PARTS OF THE EXERCISE:
A: In the Earth Day reading, rename "Nagoya" to "Osaka" and write out the passage that begins at the words "Link to Earth" and stops after "of the world?".
B: According to the Earth Day reading, in which park were the Earth Day pictures taken?

--- Start of READING TEXT ---

Earth Day is now an international event celebrated widely around the world. You can read more about Earth Day at the Earth Day Network Web site.

Link to Earth Day Network:

To be honest, I don't really remember celebrating Earth Day when I lived in America. I do remember friends celebrating a similar occasion on April 20. I have found Japan to be especially socially and environmentally conscious; I beleive this is evident by the increasing number of Japanese people involved in NGOs and NPOs. Here are some pictures of Earth Day as celebrated in Nagoya's Hisayaodori-koen near the Sakae area. How is Earth Day celebrated in your part of the world?

There were a variety of performances. Here, little school children advise the audience via song and dance how to properly recycle and use environmentally damaging appliances.

Other children dressed as "recycling power rangers" - each grappled with a different piece of refuse and taught us how to prepare and stick the item in the correct bin.

There was a variety of international foods available as well as various art activities. Here, people enjoy themselves against the backdrop of the famous Nagoya TV Tower.

--- End of READING TEXT ---
--- Start of DATASET ---

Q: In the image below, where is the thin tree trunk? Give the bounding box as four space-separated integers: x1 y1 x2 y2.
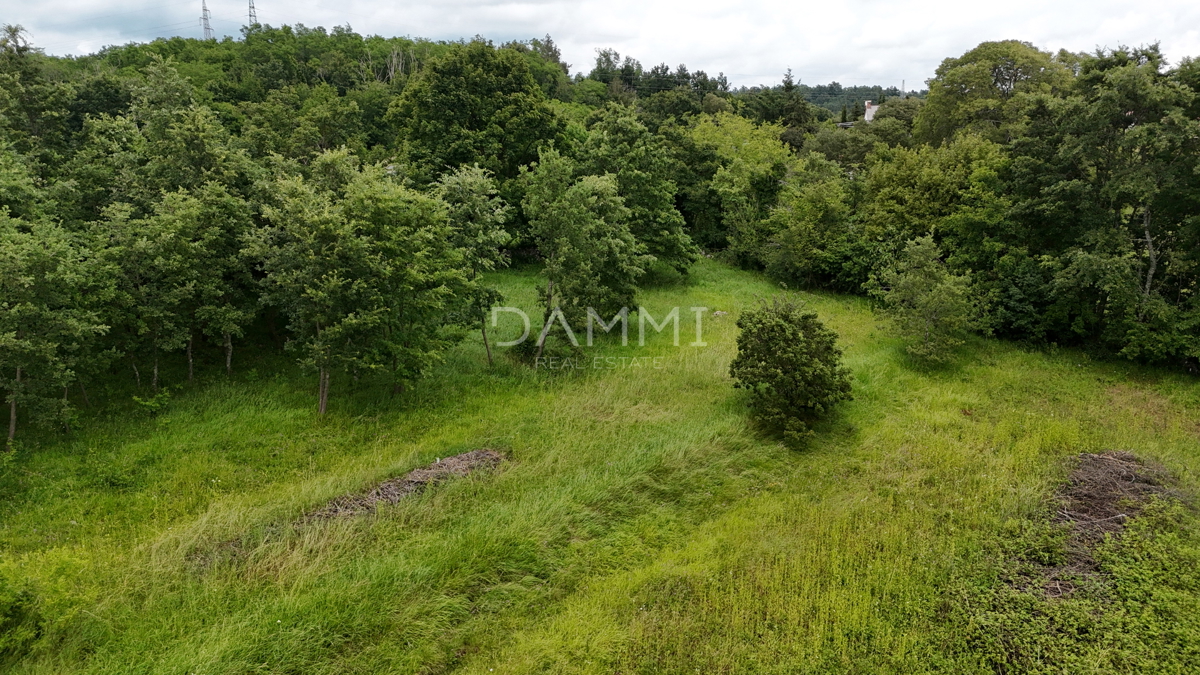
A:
480 318 492 365
533 281 554 366
1138 207 1158 321
317 366 329 417
8 368 20 449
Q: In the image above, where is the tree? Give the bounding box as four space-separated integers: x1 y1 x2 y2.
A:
248 151 467 416
730 297 851 444
433 164 513 364
874 235 976 362
389 40 563 184
578 104 698 273
914 40 1072 144
0 218 108 447
523 149 653 356
691 113 796 267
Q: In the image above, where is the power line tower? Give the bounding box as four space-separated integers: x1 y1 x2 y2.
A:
200 0 212 40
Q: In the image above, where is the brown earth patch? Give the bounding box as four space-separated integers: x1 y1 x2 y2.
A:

--- End of DATASET ---

RESPONSES PER TASK:
A:
Link to Earth Day Network:

To be honest, I don't really remember celebrating Earth Day when I lived in America. I do remember friends celebrating a similar occasion on April 20. I have found Japan to be especially socially and environmentally conscious; I beleive this is evident by the increasing number of Japanese people involved in NGOs and NPOs. Here are some pictures of Earth Day as celebrated in Osaka's Hisayaodori-koen near the Sakae area. How is Earth Day celebrated in your part of the world?

B: Hisayaodori-koen, near the Sakae area of Nagoya.